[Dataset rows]
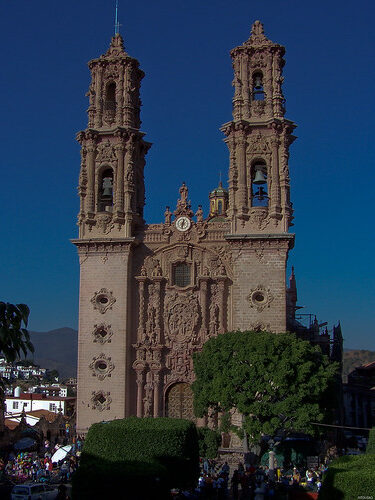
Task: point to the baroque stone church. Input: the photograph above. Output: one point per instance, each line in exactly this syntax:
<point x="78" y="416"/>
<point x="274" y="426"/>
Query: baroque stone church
<point x="152" y="294"/>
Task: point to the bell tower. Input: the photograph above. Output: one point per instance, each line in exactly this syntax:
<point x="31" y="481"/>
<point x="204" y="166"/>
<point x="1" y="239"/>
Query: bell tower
<point x="258" y="139"/>
<point x="111" y="183"/>
<point x="259" y="209"/>
<point x="111" y="190"/>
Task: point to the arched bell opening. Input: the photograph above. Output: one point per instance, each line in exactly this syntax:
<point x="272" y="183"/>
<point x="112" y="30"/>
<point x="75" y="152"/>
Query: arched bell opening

▶ [Brief]: Set the entries down again exactly. Do not include the images.

▶ [Finished task]:
Task: point to the baroque stone church. Input: the photograph above. Output: one point per instance, each line in exactly this syntax:
<point x="78" y="416"/>
<point x="274" y="426"/>
Query: baroque stone church
<point x="152" y="294"/>
Task: point to the bell tower. Input: the photograph above. Output: one point per instance, each line in exactly this syntax:
<point x="31" y="481"/>
<point x="204" y="166"/>
<point x="1" y="239"/>
Query: bell tower
<point x="258" y="139"/>
<point x="111" y="183"/>
<point x="259" y="209"/>
<point x="111" y="190"/>
Task: point to the arched bell opening. Input: the photograph above. Output: one point per instance, each line in exactly this syntax:
<point x="272" y="183"/>
<point x="112" y="30"/>
<point x="75" y="152"/>
Query: arched bell opening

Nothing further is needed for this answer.